> **Ausgewählter Auszug**
####################

# Pubg Highlightaufnahme mit Nvidia Shadowplay - Video auf YouTube dann nur in schlechter Qualität



## Pipo093 (22. März 2018)

Hallo,

wollte fragen ob noch jemand das Problem hat das die Highlightvideos auf dem PC selbst in guter Grafik sind, aber sobald diese auf YouTube hochgeladen sind irgendwie total pixelig werden.

Shadowplay-Einstellungen:
GTX 1080
Qualität: Benutzerdefiniert
Auflösung: 1080P, 60 FPS


Auf YouTube sieht das ganze dann so aus:
YouTube


Hat hier jemand eine Lösung für mich wie die Videos auch auf YouTube in guter Qualität sichtbar werden?


----------



## Tigertechnik (22. März 2018)

Es dauert nach dem upload ein wenig dann werden die videos auch in 720p und höher 1080p dargestellt


----------



## Pipo093 (22. März 2018)

Tigertechnik schrieb:


> Es dauert nach dem upload ein wenig dann werden die videos auch in 720p und höher 1080p dargestellt



ah okay danke für den hinweis. jetzt sind sie tatsächlich in hd verfügbar


----------

####################

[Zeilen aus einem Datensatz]
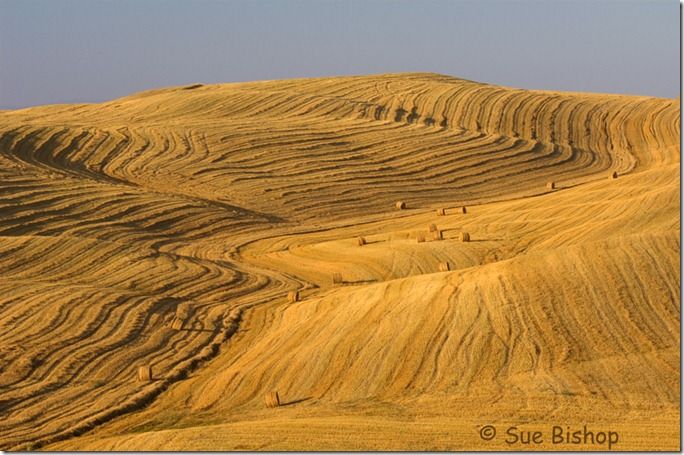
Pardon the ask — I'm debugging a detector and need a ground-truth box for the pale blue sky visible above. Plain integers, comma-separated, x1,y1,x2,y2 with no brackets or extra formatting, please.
0,0,679,108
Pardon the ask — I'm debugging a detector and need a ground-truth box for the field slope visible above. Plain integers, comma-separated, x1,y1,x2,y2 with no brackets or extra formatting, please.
0,73,681,450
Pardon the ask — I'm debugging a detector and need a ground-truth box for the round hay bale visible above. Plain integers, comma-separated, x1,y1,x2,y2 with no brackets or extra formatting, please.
171,318,185,330
138,366,152,382
264,392,280,408
176,303,190,321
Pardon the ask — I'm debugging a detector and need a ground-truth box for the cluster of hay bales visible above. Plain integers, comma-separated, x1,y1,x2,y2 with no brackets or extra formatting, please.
264,392,280,408
138,366,152,382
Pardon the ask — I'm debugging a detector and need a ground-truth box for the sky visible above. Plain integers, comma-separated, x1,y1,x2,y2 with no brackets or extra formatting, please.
0,0,680,109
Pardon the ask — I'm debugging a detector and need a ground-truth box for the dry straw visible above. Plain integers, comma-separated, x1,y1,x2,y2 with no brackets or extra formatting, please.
176,303,190,321
138,366,152,382
171,317,185,330
264,392,280,408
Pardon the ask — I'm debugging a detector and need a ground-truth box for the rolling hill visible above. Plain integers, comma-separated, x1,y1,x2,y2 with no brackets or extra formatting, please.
0,73,681,450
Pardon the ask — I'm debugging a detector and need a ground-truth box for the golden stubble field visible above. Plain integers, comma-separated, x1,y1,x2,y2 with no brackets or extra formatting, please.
0,73,681,450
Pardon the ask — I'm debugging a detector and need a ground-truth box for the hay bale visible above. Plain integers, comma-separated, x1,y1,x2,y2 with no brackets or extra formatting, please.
171,318,185,330
138,366,152,382
176,303,190,321
264,392,280,408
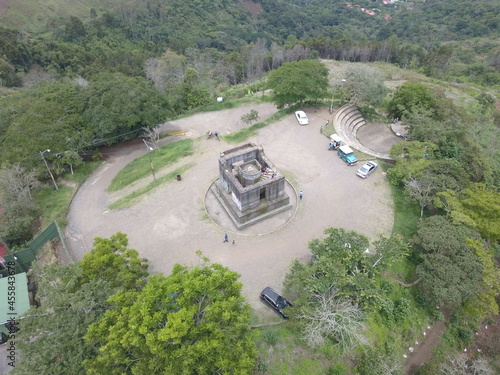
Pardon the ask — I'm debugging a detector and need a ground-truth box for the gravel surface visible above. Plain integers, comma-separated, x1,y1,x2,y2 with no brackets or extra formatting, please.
66,104,394,320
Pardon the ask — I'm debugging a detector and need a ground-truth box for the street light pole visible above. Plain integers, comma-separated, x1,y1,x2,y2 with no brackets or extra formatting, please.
142,139,156,180
40,149,59,190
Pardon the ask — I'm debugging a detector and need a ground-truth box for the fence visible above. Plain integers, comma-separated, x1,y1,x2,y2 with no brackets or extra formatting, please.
0,220,74,277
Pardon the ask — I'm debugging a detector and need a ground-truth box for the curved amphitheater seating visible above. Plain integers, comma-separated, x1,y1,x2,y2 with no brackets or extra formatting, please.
333,104,391,160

####################

> **Aufgabe**
Schreib aus dem Forenthread über Shadowplay-Aufnahmen den Abschnitt ab, der mit den Worten um „# Pubg Highlightaufnahme“ beginnt und mit „total pixelig werden.“ endet, und tausche darin „Highlightvideos“ gegen „Spielaufnahmen“. Die Einträge sind eigenständiges Material, das mit dem Auszug nichts zu tun hat.

> **Lösung**
# Pubg Highlightaufnahme mit Nvidia Shadowplay - Video auf YouTube dann nur in schlechter Qualität



## Pipo093 (22. März 2018)

Hallo,

wollte fragen ob noch jemand das Problem hat das die Spielaufnahmen auf dem PC selbst in guter Grafik sind, aber sobald diese auf YouTube hochgeladen sind irgendwie total pixelig werden.